* GIVEN TEXT:
* * *

# Touring Spain



## SanDel (Jun 17, 2008)

Hi Has anybody been to Camping La Rosaleda at Conilde la Frontera.
Our M/H is 8.79m plus we tow a car, do they have pitches that we could fit on.
At Benicassim at the moment cold and we had snow this am, and the wind does make it feel worse.


----------



## ossy (Jul 25, 2007)

Hi, we are at Rosaleda staying until the 30th Jan. the are plenty of pitches that will take your van. It's turned a little cooler today but still sunny, no snow. If you get here pop in and see us we are on plot 88 until 20th then moving to plot 89. We got a good deal 265 euros for 30 days.


----------



## peeter (Aug 6, 2009)

*touring Spain*

Hello SanDel Are you staying at Bonterra or Azahar?If the latter, is awful Ramone still in charge?When we stayed there he charged extra for the car and I was a bit annoyed!Its best to head for Alicante which we found much warmer.Its cold here in France but no snow .


----------



## SanDel (Jun 17, 2008)

Thank you both. Just making plans what to do next.
Peeter we are at Bon so have not met the man in question.


----------



## whistlinggypsy (May 1, 2005)

> *
> Hello SanDel Are you staying at Bonterra or Azahar?If the latter, is awful Ramone still in charge?When we stayed there he charged extra for the car and I was a bit annoyed!Its best to head for Alicante which we found much warmer.Its cold here in France but no snow .*


Peeter, Ramone left Azahar last Xmas and has no further contact with the site, when we left Pat and Bobbie a lovely english couple were taking over the winter site contacts and running the place, much better all round.

* * *

* RAW DATA:
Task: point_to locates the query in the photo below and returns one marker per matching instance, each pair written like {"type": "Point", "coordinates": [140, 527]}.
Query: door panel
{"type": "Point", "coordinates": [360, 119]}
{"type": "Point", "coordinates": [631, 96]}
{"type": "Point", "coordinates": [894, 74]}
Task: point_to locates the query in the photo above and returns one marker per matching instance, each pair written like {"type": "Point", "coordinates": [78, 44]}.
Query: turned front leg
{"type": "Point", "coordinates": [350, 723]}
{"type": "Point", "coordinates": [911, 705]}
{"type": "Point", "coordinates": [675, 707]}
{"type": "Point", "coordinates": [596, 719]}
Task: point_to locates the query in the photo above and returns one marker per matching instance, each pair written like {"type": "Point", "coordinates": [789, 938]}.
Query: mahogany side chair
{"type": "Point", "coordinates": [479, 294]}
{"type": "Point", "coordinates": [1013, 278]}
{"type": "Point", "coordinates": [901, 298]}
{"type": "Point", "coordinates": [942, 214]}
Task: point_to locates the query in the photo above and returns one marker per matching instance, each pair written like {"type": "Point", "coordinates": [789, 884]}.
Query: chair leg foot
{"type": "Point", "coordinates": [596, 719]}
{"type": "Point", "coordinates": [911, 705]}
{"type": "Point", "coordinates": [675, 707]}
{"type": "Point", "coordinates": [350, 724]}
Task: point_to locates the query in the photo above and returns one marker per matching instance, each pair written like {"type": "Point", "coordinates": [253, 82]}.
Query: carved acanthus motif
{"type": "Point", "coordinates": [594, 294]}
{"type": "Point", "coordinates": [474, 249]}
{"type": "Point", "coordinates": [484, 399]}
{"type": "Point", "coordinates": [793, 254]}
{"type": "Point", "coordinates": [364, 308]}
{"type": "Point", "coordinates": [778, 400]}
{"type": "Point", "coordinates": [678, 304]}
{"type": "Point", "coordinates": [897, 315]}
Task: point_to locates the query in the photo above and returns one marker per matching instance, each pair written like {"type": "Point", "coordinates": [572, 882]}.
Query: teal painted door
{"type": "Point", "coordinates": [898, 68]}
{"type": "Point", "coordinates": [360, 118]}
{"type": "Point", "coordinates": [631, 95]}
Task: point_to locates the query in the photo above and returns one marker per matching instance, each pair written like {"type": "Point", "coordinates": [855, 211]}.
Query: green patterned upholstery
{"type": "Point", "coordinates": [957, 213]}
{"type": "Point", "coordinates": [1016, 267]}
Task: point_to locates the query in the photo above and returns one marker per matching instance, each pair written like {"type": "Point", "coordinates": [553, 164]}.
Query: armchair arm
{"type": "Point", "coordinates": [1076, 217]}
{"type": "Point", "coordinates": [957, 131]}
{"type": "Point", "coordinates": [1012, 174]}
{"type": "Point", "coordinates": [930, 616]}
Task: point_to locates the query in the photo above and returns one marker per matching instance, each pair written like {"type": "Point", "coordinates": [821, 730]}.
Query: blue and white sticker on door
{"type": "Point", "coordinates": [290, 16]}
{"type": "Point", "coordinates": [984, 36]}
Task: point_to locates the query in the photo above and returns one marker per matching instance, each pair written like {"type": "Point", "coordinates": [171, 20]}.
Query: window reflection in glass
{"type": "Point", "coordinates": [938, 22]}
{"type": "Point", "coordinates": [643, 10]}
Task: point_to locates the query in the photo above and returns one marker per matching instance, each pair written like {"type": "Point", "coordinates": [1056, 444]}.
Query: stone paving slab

* * *

* REQUIRED TASK 1:
From the Touring Spain thread, copy the part that opens with the words containing "## ossy (Jul" and closes with "for 30 days.".
* REQUIRED TASK 2:
Based on the Touring Spain thread, say yes or no to each statement and quote the words that decide it: (a) SanDel's vehicle is 8.79m long. (b) ossy reports snow at Rosaleda. (c) Ramone is still in charge at Azahar.

* EXPECTED ANSWER 1:
## ossy (Jul 25, 2007)

Hi, we are at Rosaleda staying until the 30th Jan. the are plenty of pitches that will take your van. It's turned a little cooler today but still sunny, no snow. If you get here pop in and see us we are on plot 88 until 20th then moving to plot 89. We got a good deal 265 euros for 30 days.

* EXPECTED ANSWER 2:
(a) Yes: "Our M/H is 8.79m plus we tow a car"
(b) No: "still sunny, no snow"
(c) No: "Ramone left Azahar last Xmas and has no further contact with the site"